§ **Selected text**
2007-10-29 Thread David Cournapeau
Timothy Hochberg wrote:


 On 10/29/07, *Christopher Barker* [EMAIL PROTECTED] 
 mailto:[EMAIL PROTECTED] wrote:

  (incidently, the kind of things 'we' are doing seem like the most
  simple things to JIT).

 Wouldn't a numpy-aware psyco be cool then?

 Oh well, I'm not going to write it!

 (though as I think about it, for the special case of a contiguous
 array,
 it would be awfully similar to an array.array --- hmmm.)


 Psyco is aware of array.array and can operate on array.array's quite 
 fast. [In fact, somewhere I have a ndarray-like class based on Psyco 
 that runs pretty fast for integers, but not so fast for floats]. The 
 problem that Psyco has for numeric purposes is that it has no concept 
 of floating point numbers. It can natively store only a few 
 different things: ints, pointers, and arrays of ints or pointers. To 
 put, for example, doubles, onto the Psyco stack or into one of it's 
 registers, you need to break the bits of the double up, and stuff them 
 into a couple of different int registers. Then to operate on them you 
 need to put them back together, since they may get separated. All of 
 this adds a fair amount of overhead.

Records from a data collection
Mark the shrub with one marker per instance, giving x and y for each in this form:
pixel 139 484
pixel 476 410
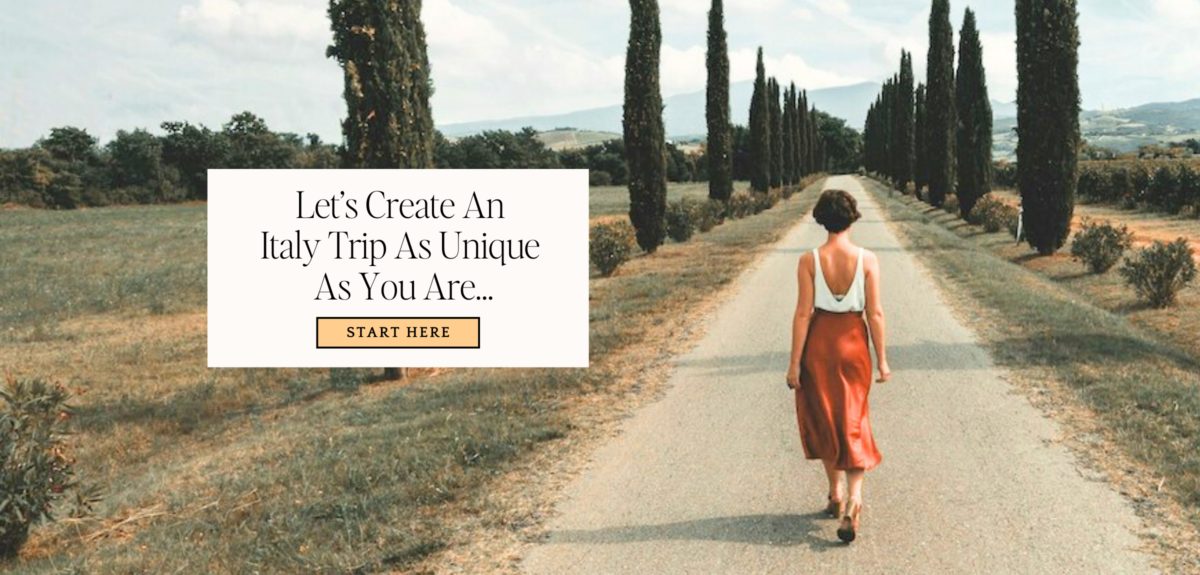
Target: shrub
pixel 36 472
pixel 994 214
pixel 741 205
pixel 1121 187
pixel 951 204
pixel 598 178
pixel 611 245
pixel 1164 191
pixel 1099 245
pixel 709 215
pixel 682 220
pixel 1159 271
pixel 1189 187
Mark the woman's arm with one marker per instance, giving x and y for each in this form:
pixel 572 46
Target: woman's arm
pixel 802 318
pixel 875 316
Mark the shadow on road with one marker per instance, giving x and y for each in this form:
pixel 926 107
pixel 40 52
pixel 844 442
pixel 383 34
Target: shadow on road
pixel 923 355
pixel 774 529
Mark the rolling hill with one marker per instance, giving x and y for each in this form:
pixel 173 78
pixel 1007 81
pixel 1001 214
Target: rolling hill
pixel 684 114
pixel 1121 130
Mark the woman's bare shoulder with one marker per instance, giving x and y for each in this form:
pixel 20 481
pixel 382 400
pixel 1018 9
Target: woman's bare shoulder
pixel 807 262
pixel 870 259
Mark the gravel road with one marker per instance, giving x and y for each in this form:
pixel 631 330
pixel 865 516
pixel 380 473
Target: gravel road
pixel 711 479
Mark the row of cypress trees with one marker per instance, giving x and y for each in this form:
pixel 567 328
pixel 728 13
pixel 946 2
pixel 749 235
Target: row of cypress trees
pixel 385 70
pixel 953 119
pixel 786 143
pixel 936 135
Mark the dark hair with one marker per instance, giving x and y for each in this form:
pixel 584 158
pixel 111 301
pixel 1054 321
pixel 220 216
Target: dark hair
pixel 837 210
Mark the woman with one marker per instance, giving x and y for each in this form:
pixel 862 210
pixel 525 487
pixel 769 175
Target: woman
pixel 831 365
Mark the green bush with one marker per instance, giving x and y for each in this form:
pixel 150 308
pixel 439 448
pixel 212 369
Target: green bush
pixel 36 471
pixel 611 245
pixel 682 220
pixel 994 214
pixel 742 204
pixel 1159 271
pixel 709 215
pixel 1164 191
pixel 598 178
pixel 1099 245
pixel 951 204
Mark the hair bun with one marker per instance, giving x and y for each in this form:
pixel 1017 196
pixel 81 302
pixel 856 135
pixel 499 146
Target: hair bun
pixel 837 210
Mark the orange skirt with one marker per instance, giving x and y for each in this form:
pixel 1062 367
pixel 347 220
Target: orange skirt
pixel 835 381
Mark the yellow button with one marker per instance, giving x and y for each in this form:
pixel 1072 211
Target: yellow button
pixel 397 333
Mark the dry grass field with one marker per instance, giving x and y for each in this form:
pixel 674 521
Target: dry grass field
pixel 1125 378
pixel 294 471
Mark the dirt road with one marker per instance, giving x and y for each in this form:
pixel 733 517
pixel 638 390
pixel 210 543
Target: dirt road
pixel 711 479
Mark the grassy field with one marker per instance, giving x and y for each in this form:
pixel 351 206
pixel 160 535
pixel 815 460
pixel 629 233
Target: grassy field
pixel 613 201
pixel 1114 381
pixel 295 471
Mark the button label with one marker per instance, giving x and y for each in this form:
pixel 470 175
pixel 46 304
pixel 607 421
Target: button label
pixel 397 333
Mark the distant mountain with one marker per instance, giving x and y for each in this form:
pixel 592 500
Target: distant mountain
pixel 683 114
pixel 1001 111
pixel 1121 130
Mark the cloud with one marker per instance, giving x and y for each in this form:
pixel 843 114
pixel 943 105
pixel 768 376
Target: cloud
pixel 1000 61
pixel 789 67
pixel 256 19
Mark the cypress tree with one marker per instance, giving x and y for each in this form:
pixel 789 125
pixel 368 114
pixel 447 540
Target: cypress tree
pixel 975 119
pixel 777 136
pixel 645 139
pixel 1048 118
pixel 381 48
pixel 814 142
pixel 940 103
pixel 903 124
pixel 760 131
pixel 797 138
pixel 921 162
pixel 789 138
pixel 387 85
pixel 720 145
pixel 803 129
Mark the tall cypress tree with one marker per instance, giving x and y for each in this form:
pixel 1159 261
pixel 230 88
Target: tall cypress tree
pixel 903 124
pixel 789 142
pixel 760 131
pixel 975 119
pixel 381 48
pixel 802 130
pixel 940 103
pixel 777 136
pixel 815 142
pixel 645 139
pixel 720 144
pixel 387 85
pixel 1048 118
pixel 797 139
pixel 921 162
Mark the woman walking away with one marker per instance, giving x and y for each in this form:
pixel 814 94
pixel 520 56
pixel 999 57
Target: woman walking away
pixel 831 365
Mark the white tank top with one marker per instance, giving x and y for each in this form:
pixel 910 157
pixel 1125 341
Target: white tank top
pixel 855 300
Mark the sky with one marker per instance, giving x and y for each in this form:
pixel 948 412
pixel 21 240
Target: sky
pixel 124 64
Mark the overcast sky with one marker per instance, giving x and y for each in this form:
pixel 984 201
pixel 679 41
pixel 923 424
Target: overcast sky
pixel 124 64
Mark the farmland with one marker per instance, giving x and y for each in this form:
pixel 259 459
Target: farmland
pixel 215 469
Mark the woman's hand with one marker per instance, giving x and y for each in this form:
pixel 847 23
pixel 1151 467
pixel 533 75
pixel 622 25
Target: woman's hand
pixel 793 377
pixel 885 372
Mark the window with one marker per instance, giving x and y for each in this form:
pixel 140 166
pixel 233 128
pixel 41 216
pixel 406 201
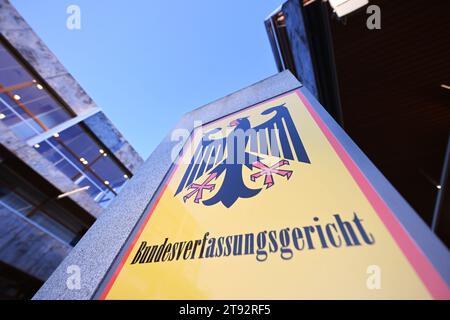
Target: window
pixel 86 162
pixel 26 107
pixel 21 198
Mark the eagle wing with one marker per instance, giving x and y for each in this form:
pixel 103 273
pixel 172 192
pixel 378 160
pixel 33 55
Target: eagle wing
pixel 209 152
pixel 280 124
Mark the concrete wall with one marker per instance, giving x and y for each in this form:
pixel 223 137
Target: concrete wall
pixel 29 248
pixel 34 51
pixel 103 128
pixel 46 170
pixel 298 38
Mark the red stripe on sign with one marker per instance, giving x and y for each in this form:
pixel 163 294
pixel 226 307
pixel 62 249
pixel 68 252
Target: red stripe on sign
pixel 423 267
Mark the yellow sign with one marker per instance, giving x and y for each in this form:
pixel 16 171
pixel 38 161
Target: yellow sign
pixel 266 204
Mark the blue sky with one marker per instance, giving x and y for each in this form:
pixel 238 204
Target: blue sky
pixel 147 62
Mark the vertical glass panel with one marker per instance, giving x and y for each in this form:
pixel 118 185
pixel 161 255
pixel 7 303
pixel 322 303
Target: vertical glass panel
pixel 25 105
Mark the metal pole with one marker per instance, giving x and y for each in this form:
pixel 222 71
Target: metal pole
pixel 443 186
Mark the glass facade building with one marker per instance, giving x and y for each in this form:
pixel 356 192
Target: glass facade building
pixel 29 110
pixel 62 161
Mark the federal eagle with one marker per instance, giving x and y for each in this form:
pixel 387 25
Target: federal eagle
pixel 243 146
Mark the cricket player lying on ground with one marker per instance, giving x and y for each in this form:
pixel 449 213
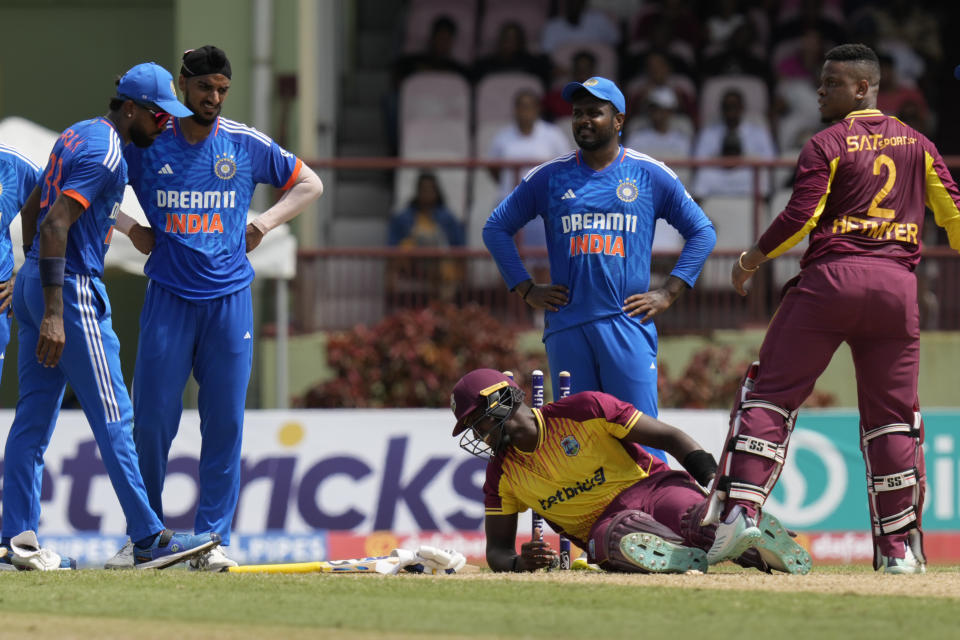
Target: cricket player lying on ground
pixel 579 463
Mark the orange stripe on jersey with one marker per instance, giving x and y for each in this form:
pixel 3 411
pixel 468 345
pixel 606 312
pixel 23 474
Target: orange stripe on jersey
pixel 940 201
pixel 787 244
pixel 293 176
pixel 76 196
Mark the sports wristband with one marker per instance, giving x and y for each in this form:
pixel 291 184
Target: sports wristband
pixel 740 263
pixel 51 271
pixel 701 465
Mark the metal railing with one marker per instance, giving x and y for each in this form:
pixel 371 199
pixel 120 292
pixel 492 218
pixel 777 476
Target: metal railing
pixel 340 287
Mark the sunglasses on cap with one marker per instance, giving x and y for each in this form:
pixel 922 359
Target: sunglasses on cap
pixel 160 117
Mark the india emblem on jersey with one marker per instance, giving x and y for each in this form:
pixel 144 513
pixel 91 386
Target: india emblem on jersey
pixel 224 166
pixel 627 190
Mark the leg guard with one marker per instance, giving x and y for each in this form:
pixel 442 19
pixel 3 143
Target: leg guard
pixel 633 542
pixel 896 483
pixel 736 486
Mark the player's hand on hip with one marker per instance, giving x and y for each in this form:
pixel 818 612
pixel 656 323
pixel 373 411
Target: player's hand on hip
pixel 536 554
pixel 647 304
pixel 51 341
pixel 6 295
pixel 547 296
pixel 254 237
pixel 142 238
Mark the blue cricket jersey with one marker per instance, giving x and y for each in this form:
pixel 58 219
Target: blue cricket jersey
pixel 599 227
pixel 87 165
pixel 18 176
pixel 196 197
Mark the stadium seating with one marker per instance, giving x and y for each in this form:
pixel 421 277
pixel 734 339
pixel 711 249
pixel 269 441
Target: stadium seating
pixel 756 96
pixel 530 14
pixel 420 18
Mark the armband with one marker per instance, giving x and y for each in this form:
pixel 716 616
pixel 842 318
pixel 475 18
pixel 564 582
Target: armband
pixel 701 465
pixel 51 271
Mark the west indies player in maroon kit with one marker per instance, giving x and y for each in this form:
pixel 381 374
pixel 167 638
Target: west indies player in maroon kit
pixel 860 191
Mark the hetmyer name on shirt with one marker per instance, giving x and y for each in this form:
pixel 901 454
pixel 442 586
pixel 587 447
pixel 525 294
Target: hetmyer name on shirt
pixel 568 493
pixel 195 222
pixel 611 245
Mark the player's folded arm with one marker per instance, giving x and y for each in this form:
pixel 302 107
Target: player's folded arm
pixel 501 531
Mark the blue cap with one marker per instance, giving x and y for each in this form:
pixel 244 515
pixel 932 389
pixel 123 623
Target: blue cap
pixel 149 82
pixel 601 88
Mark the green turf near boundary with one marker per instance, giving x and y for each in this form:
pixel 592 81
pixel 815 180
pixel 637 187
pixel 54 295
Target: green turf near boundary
pixel 182 604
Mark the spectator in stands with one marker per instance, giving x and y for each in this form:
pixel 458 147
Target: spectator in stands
pixel 512 54
pixel 795 110
pixel 436 56
pixel 738 57
pixel 900 99
pixel 579 23
pixel 732 137
pixel 657 75
pixel 673 16
pixel 583 65
pixel 663 40
pixel 658 138
pixel 528 137
pixel 426 221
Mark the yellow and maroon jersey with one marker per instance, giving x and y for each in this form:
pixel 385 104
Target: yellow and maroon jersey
pixel 860 189
pixel 579 466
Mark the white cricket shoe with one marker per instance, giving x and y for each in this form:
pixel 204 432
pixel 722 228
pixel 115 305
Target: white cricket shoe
pixel 29 555
pixel 737 533
pixel 214 560
pixel 122 559
pixel 899 566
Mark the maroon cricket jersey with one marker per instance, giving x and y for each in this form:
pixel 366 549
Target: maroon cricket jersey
pixel 579 466
pixel 860 189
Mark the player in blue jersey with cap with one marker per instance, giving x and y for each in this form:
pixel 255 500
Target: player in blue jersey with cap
pixel 600 205
pixel 195 184
pixel 66 333
pixel 18 176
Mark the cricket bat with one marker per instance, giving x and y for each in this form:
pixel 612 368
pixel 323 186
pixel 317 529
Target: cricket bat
pixel 371 565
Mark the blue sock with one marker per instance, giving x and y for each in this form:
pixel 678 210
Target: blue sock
pixel 146 542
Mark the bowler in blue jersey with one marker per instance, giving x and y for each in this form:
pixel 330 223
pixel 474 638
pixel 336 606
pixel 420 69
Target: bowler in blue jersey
pixel 195 184
pixel 18 176
pixel 65 329
pixel 600 205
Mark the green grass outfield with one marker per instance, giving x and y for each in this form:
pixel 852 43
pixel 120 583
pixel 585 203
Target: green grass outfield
pixel 831 602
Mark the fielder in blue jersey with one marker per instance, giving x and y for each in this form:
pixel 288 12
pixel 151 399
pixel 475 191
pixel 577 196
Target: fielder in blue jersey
pixel 600 206
pixel 18 177
pixel 195 184
pixel 65 330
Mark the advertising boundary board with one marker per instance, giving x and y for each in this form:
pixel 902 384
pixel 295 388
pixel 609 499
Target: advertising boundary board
pixel 327 482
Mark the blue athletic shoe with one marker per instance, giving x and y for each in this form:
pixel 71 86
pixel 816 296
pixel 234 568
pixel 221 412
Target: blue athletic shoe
pixel 26 554
pixel 170 548
pixel 653 554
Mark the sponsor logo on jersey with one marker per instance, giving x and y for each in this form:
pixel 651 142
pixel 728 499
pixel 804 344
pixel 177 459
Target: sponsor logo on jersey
pixel 607 244
pixel 570 446
pixel 627 190
pixel 568 493
pixel 225 167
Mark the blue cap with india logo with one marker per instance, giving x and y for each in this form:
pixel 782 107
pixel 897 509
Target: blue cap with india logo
pixel 600 88
pixel 151 83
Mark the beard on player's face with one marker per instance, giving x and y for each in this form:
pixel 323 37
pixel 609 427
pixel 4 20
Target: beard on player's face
pixel 142 137
pixel 193 102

§ **Problems to work on**
• A. According to the post about Psyco and numeric arrays, which kinds of data can Psyco natively store?
• B. How many lines of the records contain the string "rolling"? Case counts. Give only the number.

§ **The solutions**
• A. Ints, pointers, and arrays of ints or pointers.

• B. 2